**INSTRUCTIONS FOR THE TASK**
Begin at the line with "Target: grassy field" and output every line through the end of the records, exactly as given. Omit pictures.

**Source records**
━━━━━━━━━━

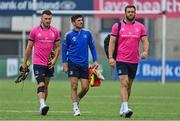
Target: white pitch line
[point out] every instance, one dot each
(32, 111)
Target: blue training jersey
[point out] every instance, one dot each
(75, 47)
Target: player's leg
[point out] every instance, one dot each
(123, 77)
(73, 74)
(47, 79)
(132, 69)
(84, 88)
(39, 73)
(49, 73)
(84, 75)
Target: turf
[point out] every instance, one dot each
(149, 101)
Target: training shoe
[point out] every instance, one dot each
(44, 110)
(76, 112)
(78, 103)
(127, 114)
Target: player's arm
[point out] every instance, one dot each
(111, 50)
(65, 46)
(145, 47)
(57, 50)
(28, 52)
(92, 49)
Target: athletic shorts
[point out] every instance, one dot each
(75, 70)
(124, 68)
(42, 71)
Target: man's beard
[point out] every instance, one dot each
(130, 19)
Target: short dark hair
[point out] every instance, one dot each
(74, 17)
(47, 12)
(130, 6)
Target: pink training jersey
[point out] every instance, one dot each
(128, 43)
(44, 40)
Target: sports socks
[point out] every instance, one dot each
(42, 102)
(124, 107)
(75, 105)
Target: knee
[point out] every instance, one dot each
(40, 89)
(74, 86)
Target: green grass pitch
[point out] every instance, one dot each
(149, 101)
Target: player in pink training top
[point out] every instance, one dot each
(45, 39)
(130, 34)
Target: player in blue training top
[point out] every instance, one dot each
(75, 59)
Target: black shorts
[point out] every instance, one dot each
(42, 71)
(75, 70)
(124, 68)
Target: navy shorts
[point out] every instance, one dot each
(42, 71)
(75, 70)
(124, 68)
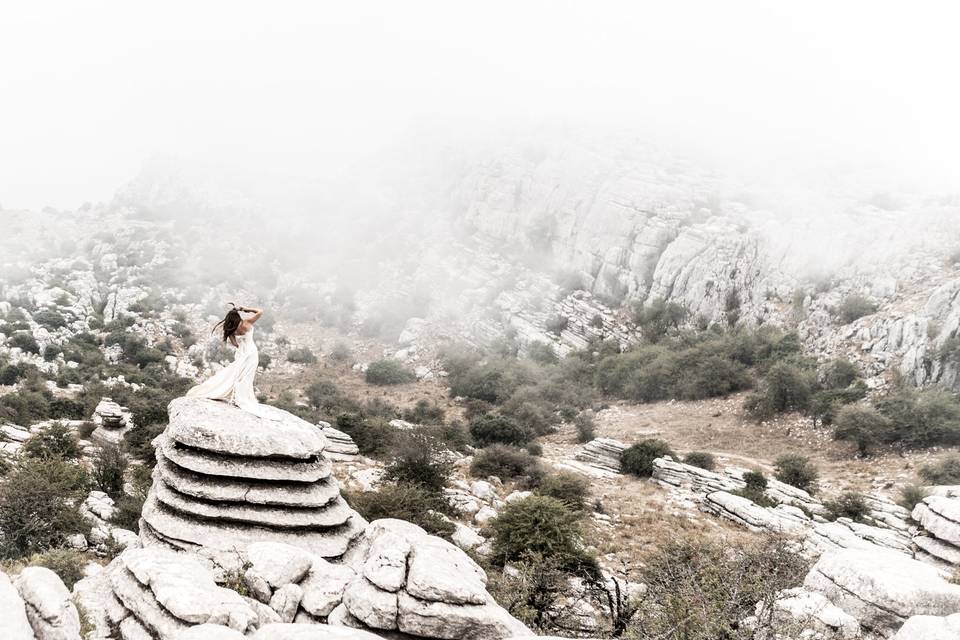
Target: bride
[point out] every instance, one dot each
(234, 383)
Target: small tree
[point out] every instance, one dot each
(638, 459)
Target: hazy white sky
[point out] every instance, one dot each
(88, 90)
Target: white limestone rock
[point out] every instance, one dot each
(14, 624)
(48, 606)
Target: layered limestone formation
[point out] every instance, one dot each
(939, 515)
(225, 477)
(883, 588)
(112, 422)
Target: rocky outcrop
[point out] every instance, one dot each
(225, 477)
(420, 585)
(603, 453)
(340, 446)
(14, 624)
(939, 517)
(882, 588)
(112, 421)
(930, 628)
(48, 606)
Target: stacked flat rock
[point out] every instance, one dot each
(112, 421)
(37, 605)
(420, 585)
(339, 444)
(604, 453)
(939, 517)
(226, 477)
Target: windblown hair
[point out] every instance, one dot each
(230, 324)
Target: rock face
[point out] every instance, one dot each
(47, 603)
(604, 453)
(226, 477)
(940, 518)
(420, 585)
(881, 588)
(112, 421)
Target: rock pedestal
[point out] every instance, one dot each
(112, 421)
(226, 477)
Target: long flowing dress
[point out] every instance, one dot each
(234, 383)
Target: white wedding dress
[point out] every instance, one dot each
(234, 383)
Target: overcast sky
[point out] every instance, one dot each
(90, 89)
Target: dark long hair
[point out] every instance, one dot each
(230, 324)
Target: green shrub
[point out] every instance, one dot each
(388, 371)
(24, 341)
(39, 501)
(302, 355)
(420, 460)
(911, 495)
(412, 503)
(55, 441)
(862, 425)
(507, 463)
(945, 471)
(567, 487)
(921, 418)
(701, 588)
(798, 471)
(638, 459)
(108, 467)
(850, 504)
(659, 318)
(701, 459)
(540, 525)
(373, 436)
(494, 428)
(586, 427)
(68, 564)
(855, 307)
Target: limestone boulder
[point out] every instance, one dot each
(882, 588)
(48, 606)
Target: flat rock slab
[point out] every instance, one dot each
(189, 533)
(223, 428)
(227, 466)
(293, 494)
(333, 515)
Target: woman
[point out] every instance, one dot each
(234, 383)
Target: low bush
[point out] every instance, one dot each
(567, 487)
(39, 501)
(638, 459)
(701, 459)
(388, 371)
(586, 427)
(420, 460)
(855, 307)
(797, 471)
(544, 526)
(412, 503)
(945, 471)
(494, 428)
(301, 355)
(56, 441)
(850, 504)
(507, 463)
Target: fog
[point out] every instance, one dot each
(309, 90)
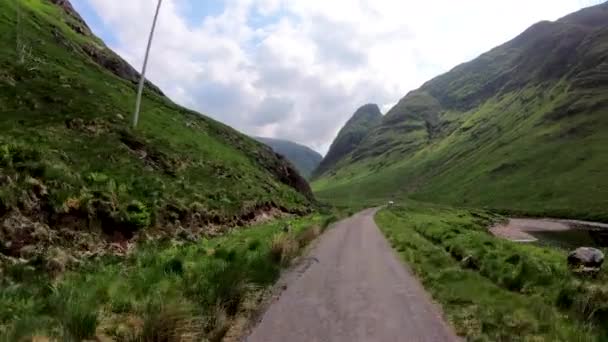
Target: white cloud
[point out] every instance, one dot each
(298, 69)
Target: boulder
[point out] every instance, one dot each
(586, 257)
(27, 252)
(469, 262)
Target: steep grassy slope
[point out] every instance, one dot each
(523, 127)
(302, 157)
(349, 137)
(68, 158)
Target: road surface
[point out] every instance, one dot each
(355, 289)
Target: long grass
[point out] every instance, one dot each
(162, 292)
(492, 289)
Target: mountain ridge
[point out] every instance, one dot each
(69, 158)
(479, 133)
(302, 157)
(349, 136)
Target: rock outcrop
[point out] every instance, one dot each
(586, 260)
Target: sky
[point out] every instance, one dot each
(298, 69)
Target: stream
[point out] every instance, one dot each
(566, 234)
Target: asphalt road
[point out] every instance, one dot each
(354, 290)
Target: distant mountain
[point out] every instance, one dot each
(303, 158)
(349, 137)
(523, 127)
(65, 98)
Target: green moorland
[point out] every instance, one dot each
(521, 129)
(492, 289)
(66, 147)
(162, 292)
(79, 189)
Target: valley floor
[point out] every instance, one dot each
(493, 289)
(164, 291)
(355, 289)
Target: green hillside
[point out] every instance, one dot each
(349, 137)
(523, 127)
(68, 157)
(302, 157)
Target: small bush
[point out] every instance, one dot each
(328, 221)
(308, 235)
(78, 317)
(174, 266)
(282, 248)
(137, 215)
(253, 245)
(174, 321)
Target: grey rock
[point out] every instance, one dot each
(27, 252)
(586, 257)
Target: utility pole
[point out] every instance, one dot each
(142, 80)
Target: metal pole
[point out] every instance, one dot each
(142, 80)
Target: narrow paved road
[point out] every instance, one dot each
(355, 290)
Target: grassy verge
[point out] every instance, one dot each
(492, 289)
(162, 292)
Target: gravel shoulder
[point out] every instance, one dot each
(354, 289)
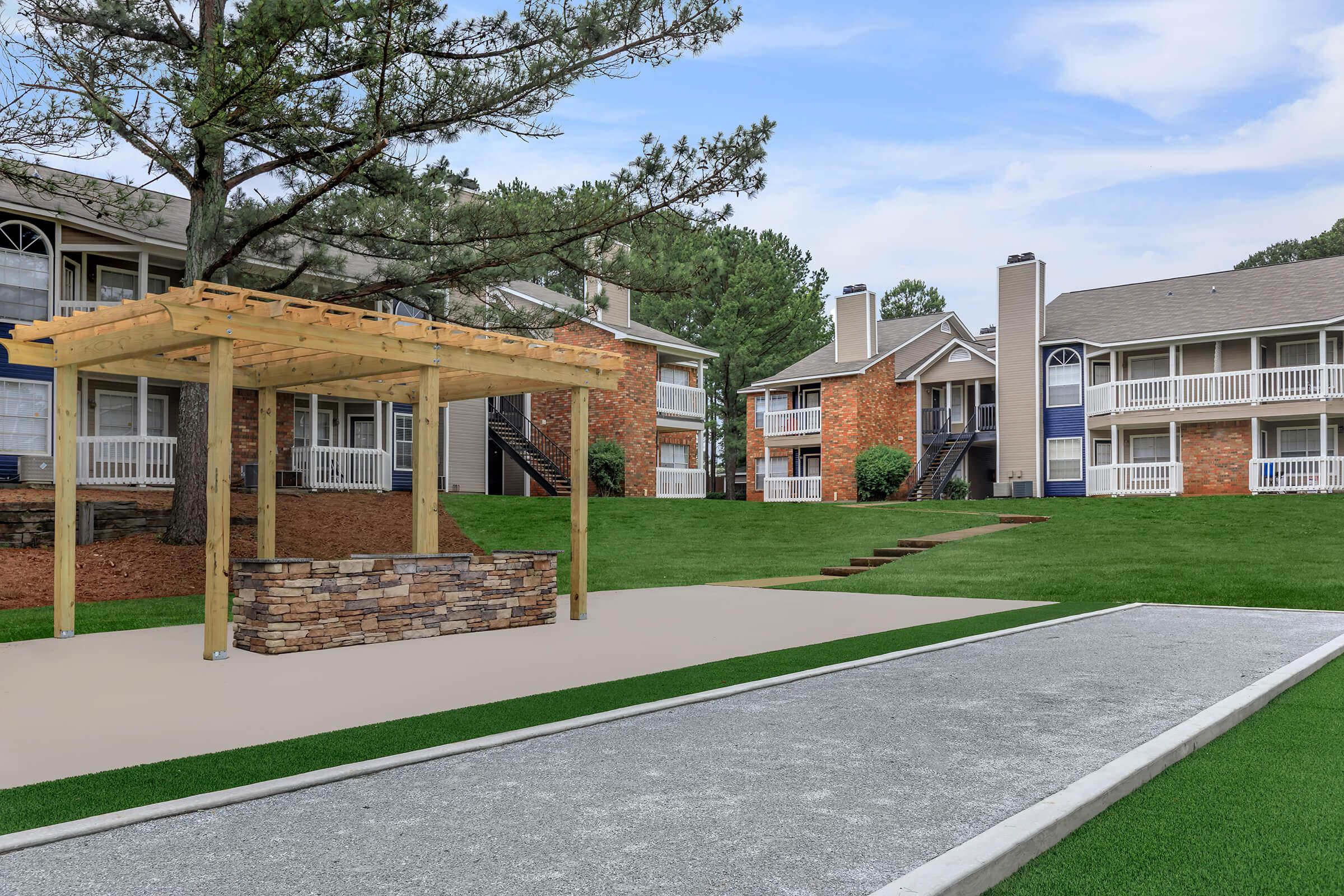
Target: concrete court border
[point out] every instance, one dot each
(995, 855)
(259, 790)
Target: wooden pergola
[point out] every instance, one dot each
(230, 338)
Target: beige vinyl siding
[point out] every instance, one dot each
(973, 368)
(467, 446)
(1018, 398)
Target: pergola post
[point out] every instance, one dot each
(218, 459)
(425, 464)
(267, 472)
(578, 503)
(64, 539)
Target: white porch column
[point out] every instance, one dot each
(1256, 383)
(142, 428)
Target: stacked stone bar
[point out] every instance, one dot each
(286, 605)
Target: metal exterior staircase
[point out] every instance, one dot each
(539, 456)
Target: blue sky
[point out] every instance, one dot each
(1120, 142)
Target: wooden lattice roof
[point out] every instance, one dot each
(304, 346)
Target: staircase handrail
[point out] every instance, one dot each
(533, 435)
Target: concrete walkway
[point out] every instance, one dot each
(127, 698)
(834, 785)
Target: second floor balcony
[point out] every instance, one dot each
(1229, 388)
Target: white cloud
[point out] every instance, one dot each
(1168, 57)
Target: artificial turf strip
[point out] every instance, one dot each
(105, 615)
(80, 797)
(1256, 812)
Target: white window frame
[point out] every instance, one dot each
(1130, 365)
(397, 416)
(1079, 363)
(1082, 465)
(1332, 446)
(46, 450)
(97, 281)
(1171, 452)
(1329, 351)
(52, 272)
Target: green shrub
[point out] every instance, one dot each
(606, 468)
(958, 489)
(879, 472)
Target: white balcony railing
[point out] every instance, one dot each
(125, 460)
(794, 488)
(679, 483)
(1136, 479)
(680, 401)
(1229, 388)
(800, 421)
(342, 469)
(987, 418)
(1298, 474)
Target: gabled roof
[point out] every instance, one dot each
(1276, 296)
(924, 363)
(633, 331)
(892, 336)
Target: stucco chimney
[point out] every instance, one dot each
(857, 324)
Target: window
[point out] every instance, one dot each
(324, 428)
(674, 456)
(1150, 449)
(402, 441)
(1150, 367)
(25, 273)
(1101, 453)
(1063, 460)
(1063, 379)
(25, 417)
(1305, 441)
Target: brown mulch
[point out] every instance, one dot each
(326, 526)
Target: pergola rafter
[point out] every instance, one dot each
(229, 336)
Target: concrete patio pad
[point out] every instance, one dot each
(831, 785)
(127, 698)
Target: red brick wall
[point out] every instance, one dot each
(1217, 457)
(245, 432)
(627, 414)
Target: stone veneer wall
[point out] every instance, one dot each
(290, 605)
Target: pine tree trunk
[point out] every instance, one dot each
(209, 198)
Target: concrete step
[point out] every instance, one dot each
(895, 553)
(843, 570)
(870, 562)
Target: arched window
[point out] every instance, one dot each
(25, 273)
(1063, 378)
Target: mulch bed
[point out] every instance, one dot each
(326, 526)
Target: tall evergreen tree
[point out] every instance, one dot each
(307, 135)
(753, 297)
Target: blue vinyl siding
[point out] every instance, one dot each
(8, 463)
(1060, 423)
(401, 479)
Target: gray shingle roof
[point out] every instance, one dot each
(633, 329)
(1294, 293)
(892, 335)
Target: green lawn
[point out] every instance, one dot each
(1260, 810)
(1281, 551)
(71, 799)
(640, 543)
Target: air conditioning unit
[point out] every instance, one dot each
(37, 469)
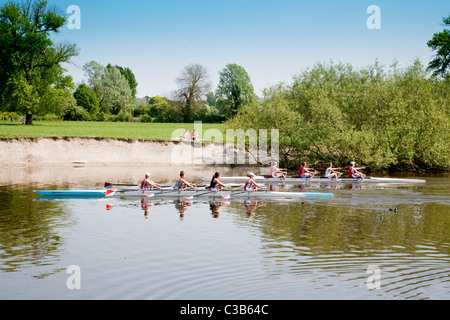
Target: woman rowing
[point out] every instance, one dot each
(331, 172)
(182, 184)
(251, 185)
(306, 173)
(215, 184)
(354, 173)
(148, 184)
(275, 172)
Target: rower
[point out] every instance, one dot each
(331, 172)
(147, 184)
(186, 134)
(306, 173)
(251, 185)
(194, 135)
(215, 184)
(354, 173)
(276, 172)
(182, 184)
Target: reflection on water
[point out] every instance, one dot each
(237, 249)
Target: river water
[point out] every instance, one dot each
(353, 246)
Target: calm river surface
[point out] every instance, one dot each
(277, 249)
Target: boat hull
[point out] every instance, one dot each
(372, 180)
(201, 193)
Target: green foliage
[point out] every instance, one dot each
(385, 118)
(76, 113)
(87, 99)
(441, 44)
(129, 75)
(30, 64)
(111, 87)
(234, 90)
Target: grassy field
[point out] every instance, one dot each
(122, 130)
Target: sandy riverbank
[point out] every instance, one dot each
(91, 152)
(83, 160)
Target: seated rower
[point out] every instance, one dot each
(276, 172)
(331, 172)
(306, 173)
(186, 135)
(354, 173)
(251, 185)
(215, 184)
(148, 184)
(194, 135)
(182, 184)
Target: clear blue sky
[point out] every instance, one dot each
(272, 40)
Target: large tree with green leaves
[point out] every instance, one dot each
(234, 90)
(129, 75)
(441, 44)
(193, 85)
(111, 87)
(30, 63)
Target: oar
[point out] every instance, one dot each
(225, 196)
(110, 185)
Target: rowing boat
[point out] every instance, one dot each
(262, 179)
(188, 194)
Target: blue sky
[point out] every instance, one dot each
(272, 40)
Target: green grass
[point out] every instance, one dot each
(119, 130)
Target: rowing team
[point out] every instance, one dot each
(181, 184)
(308, 173)
(215, 184)
(330, 172)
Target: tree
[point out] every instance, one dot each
(87, 99)
(441, 44)
(129, 75)
(234, 90)
(193, 84)
(30, 64)
(111, 88)
(115, 93)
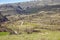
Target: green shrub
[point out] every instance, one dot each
(4, 33)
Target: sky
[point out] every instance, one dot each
(11, 1)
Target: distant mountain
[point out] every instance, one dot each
(26, 7)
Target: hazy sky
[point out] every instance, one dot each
(11, 1)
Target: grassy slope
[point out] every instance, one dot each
(28, 23)
(49, 35)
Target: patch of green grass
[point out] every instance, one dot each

━━━━━━━━━━

**WRITTEN REPLY**
Target: grassy field
[point out] every instance, one dot each
(122, 130)
Target: sandy riverbank
[point out] every instance, one dot each
(91, 152)
(83, 160)
Target: seated rower
[point out] every instance, one dot each
(276, 172)
(331, 172)
(306, 173)
(186, 135)
(354, 173)
(251, 185)
(215, 184)
(148, 184)
(194, 135)
(182, 184)
Target: clear blue sky
[point out] every instance, one dot each
(272, 40)
Target: large tree with green leaves
[point out] every instance, one dot each
(234, 90)
(129, 75)
(441, 44)
(193, 85)
(111, 87)
(30, 63)
Target: oar
[point out] every instance, one dot each
(225, 196)
(110, 185)
Target: rowing boat
[point out] every instance, one dot each
(262, 179)
(188, 194)
Target: blue sky
[point out] every instance, one dot each
(272, 40)
Target: green grass
[point out] every instance, one dot each
(119, 130)
Target: rowing team
[point out] every instance, one dot each
(181, 184)
(308, 173)
(215, 184)
(330, 172)
Target: tree
[point out] every instance, one dot each
(87, 99)
(441, 44)
(129, 75)
(234, 90)
(193, 84)
(30, 64)
(111, 88)
(115, 93)
Target: green shrub
[point out] every instance, one dot each
(4, 33)
Target: sky
[point out] every instance, one dot each
(11, 1)
Target: distant mountain
[point out] every instance, one dot each
(26, 7)
Target: hazy sky
[point out] every instance, one dot each
(11, 1)
Target: grassy slope
[point out] every instance, one dot each
(28, 23)
(49, 35)
Target: patch of green grass
[point out] every instance, one dot each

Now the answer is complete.